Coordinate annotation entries
****************************************
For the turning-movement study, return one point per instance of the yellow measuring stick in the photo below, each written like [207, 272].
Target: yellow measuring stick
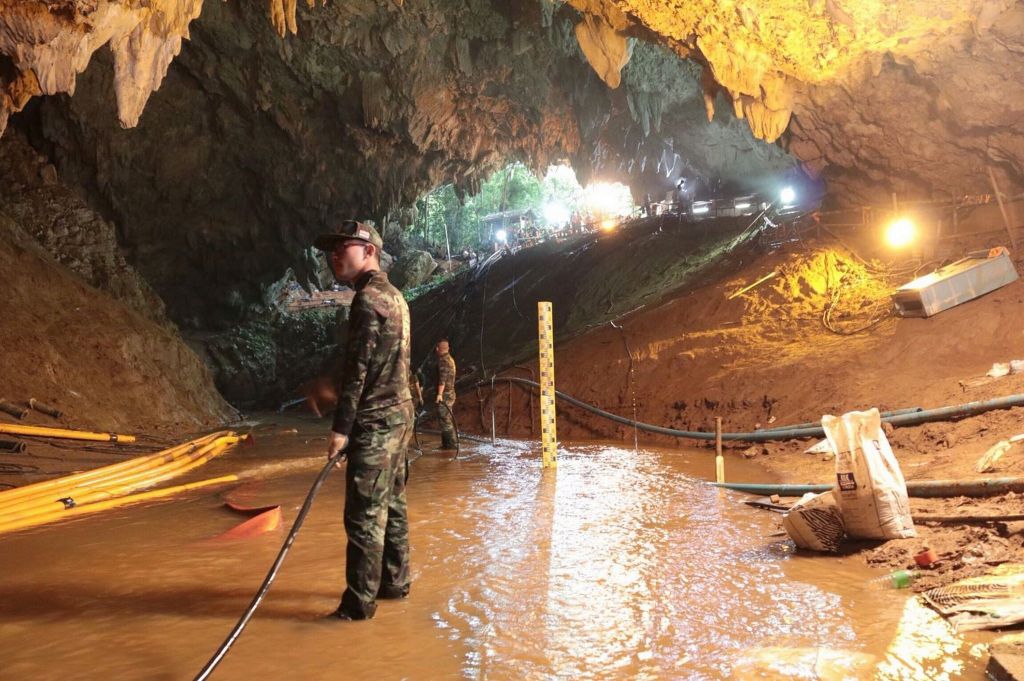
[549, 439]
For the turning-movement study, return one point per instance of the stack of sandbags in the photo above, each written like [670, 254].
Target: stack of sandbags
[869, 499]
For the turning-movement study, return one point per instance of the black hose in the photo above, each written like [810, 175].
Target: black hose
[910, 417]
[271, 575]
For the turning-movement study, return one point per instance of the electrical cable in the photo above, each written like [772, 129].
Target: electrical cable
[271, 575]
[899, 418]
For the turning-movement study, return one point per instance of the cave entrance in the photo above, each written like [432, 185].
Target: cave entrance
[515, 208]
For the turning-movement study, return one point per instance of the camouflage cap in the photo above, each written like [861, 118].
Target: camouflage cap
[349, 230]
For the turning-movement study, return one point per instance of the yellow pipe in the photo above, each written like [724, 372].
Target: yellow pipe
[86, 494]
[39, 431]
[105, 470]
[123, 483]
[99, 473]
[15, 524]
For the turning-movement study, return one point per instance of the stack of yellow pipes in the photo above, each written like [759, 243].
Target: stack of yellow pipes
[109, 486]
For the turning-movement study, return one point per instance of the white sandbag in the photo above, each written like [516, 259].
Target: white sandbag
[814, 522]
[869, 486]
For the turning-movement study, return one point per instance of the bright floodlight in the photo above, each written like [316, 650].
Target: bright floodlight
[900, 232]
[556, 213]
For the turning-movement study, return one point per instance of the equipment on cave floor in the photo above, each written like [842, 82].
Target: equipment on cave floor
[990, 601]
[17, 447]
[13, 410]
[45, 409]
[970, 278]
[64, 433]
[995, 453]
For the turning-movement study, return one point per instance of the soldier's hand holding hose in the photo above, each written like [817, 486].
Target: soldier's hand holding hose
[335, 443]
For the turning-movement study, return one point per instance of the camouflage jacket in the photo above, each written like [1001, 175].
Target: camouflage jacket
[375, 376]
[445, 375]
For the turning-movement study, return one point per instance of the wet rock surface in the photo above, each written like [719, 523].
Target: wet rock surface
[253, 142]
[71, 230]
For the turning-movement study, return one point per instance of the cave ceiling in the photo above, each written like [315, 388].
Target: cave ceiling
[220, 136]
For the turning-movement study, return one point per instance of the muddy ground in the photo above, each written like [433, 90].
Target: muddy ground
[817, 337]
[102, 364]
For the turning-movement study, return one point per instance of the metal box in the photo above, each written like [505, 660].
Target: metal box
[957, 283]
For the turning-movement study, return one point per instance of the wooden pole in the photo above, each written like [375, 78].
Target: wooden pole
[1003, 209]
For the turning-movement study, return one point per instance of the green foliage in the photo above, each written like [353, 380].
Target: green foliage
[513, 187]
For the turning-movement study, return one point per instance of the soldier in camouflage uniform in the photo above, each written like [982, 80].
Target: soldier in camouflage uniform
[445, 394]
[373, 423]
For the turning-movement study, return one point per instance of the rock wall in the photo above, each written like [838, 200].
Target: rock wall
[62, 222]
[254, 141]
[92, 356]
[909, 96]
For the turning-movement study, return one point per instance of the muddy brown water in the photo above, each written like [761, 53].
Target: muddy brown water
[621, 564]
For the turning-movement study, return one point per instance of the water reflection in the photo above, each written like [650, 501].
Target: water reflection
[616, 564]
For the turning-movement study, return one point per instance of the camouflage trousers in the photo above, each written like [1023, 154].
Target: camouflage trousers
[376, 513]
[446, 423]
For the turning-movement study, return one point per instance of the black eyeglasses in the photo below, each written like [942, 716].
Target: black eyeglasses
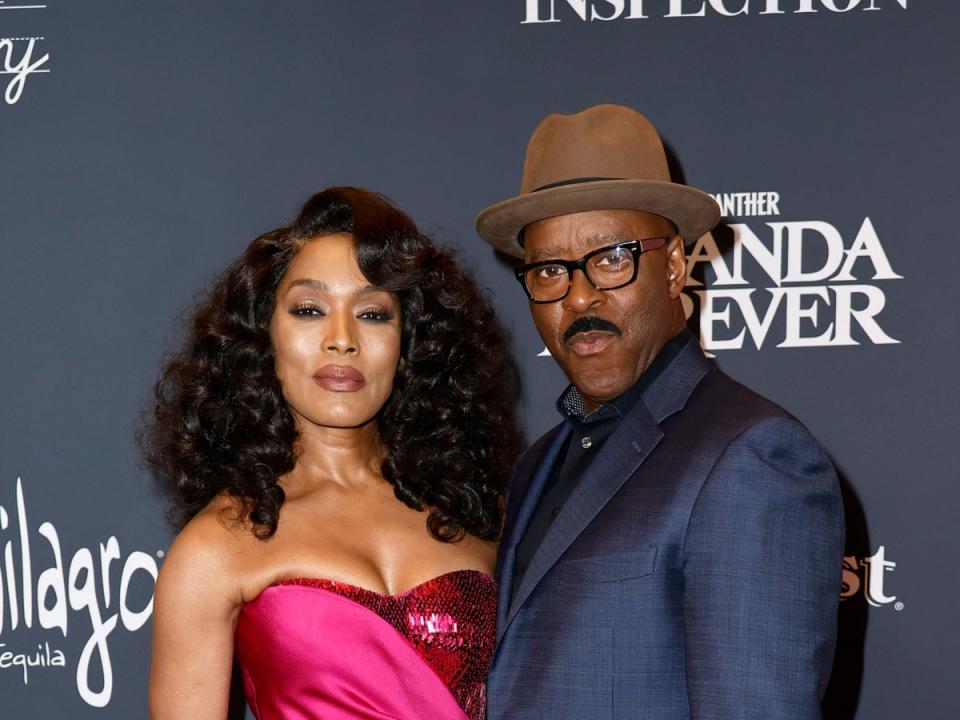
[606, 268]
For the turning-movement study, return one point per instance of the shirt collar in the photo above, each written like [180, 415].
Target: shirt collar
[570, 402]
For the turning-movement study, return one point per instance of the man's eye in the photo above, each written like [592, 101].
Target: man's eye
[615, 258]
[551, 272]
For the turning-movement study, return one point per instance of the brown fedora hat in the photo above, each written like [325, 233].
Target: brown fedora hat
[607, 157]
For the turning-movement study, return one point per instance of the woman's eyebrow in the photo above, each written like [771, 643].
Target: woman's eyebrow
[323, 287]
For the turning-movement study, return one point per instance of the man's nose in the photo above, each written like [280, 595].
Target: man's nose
****************************************
> [REQUEST]: Print each of the records above exactly as written, leaving no picture in the copy.

> [EXPECTED OUTPUT]:
For the turning-movement study, return one point per instance of the yellow measuring stick in the photo below, each written like [207, 272].
Target: yellow measuring stick
[549, 439]
For the turning-movement study, return one point per instance of the stack of sandbags in the photo above, each written like [670, 254].
Target: stack of sandbags
[869, 499]
For the turning-movement study, return one point per instance of the black hose in the photo above, each written like [810, 175].
Target: black hose
[910, 417]
[271, 575]
For the turning-movement study, return one point per instance of the electrical cable in the photo above, each written like [772, 129].
Target: electrical cable
[271, 575]
[899, 418]
For the turning-movement study, return one point per instance of the cave entrance in the photo above, each written like [432, 185].
Target: cave entrance
[515, 208]
For the turning-movement study, return one point per instance of the camouflage cap in the photo above, each written like [861, 118].
Target: camouflage cap
[349, 230]
For the turning-movement study, return one point per instance of the yellow pipe in the photo above, each written like [724, 372].
Target: yellow pipe
[86, 494]
[39, 431]
[105, 470]
[123, 483]
[99, 473]
[15, 524]
For the turning-movement study, return one point per instance of the stack of yellow pipes in the photo above, each written like [759, 243].
Target: stack of yellow pipes
[109, 486]
For the turning-movement study, return one point per instance of the white sandbag in the photo above, each written like [516, 259].
Target: white sandbag
[814, 522]
[869, 486]
For the turning-movement study, return one point per instance of the bright floodlight in the photo above, each written like [316, 650].
Target: bright floodlight
[900, 232]
[556, 213]
For the turning-movement study, return one point per instance of the equipment on cave floor in the photo above, each written like [842, 82].
Target: equipment on cave floor
[990, 601]
[17, 447]
[13, 410]
[45, 409]
[970, 278]
[64, 433]
[995, 453]
For the turning-movement study, return one point per instance of the soldier's hand holding hose in the photo above, each written like [817, 486].
Target: soldier's hand holding hose
[335, 443]
For the turning-movement study, return one point per instance of the camouflage jacket in the photo above, each written like [1001, 175].
Target: camouflage jacket
[375, 376]
[445, 375]
For the turning-movement study, return one point per instance of the wet rock surface in the photo above, each written like [719, 523].
Target: wet rock surface
[253, 142]
[71, 230]
For the turning-movement study, return one point per instance of the cave ceiling in the photo above, each written like [315, 388].
Target: cave ceiling
[220, 136]
For the turning-movement study, return one point per instance of the muddy ground in the photo above, each written like [433, 90].
Target: muddy ground
[817, 337]
[102, 364]
For the turning-movement study, return one point per instance of the metal box in the photo above, each written like [505, 660].
Target: metal box
[957, 283]
For the turning-movement study, return one point per instance of the wooden pole in the photo above, each written like [375, 78].
Target: wooden pole
[1003, 209]
For the turning-movement study, return one point per instance of the green foliage in the photo above, each written like [353, 380].
Target: green foliage
[513, 187]
For the turning-movement study, return one point per instance of the soldier in camouflage uniform in the photo above, each written like [982, 80].
Target: soldier in camouflage uniform
[445, 394]
[373, 423]
For the turning-movement study, return one point per instance of the rock wall in the photo above, each written like [838, 200].
Target: rock wall
[62, 222]
[254, 141]
[92, 356]
[909, 96]
For the turning-movement study, return one point per instance of the muddy brown water in the photo above, each written like [761, 53].
Target: muddy brown water
[621, 564]
For the turning-movement study, return one point per instance of the water reflection in the photo above, each written like [650, 501].
Target: water reflection
[616, 564]
For the turning-movement study, return one point per instance of the camouflage trousers in the photo above, each written like [1023, 154].
Target: camouflage trousers
[376, 513]
[446, 423]
For the turning-movement study, return one point per instance of the black eyeglasses in the photo below, each written like [942, 716].
Target: black eyeglasses
[606, 268]
For the turning-movement study, return one point per instance of the shirt collar in the photo above, each written like [180, 415].
Target: shirt collar
[570, 402]
For the turning-movement study, return one point per instance of the man's eye in the photo above, each written like [592, 101].
Target: man's eye
[615, 258]
[551, 272]
For the turning-movement study, return one point per instance of the brown fedora hat in the photo above, each written like [325, 233].
Target: brown fedora hat
[607, 157]
For the turning-movement study, return one point per instance of the woman's eyebrow in the photo above, each written like [771, 643].
Target: woman's eyebrow
[323, 287]
For the turning-movement study, return one point per instance of the man's nose in the photo above, each written like [280, 595].
Target: man's nose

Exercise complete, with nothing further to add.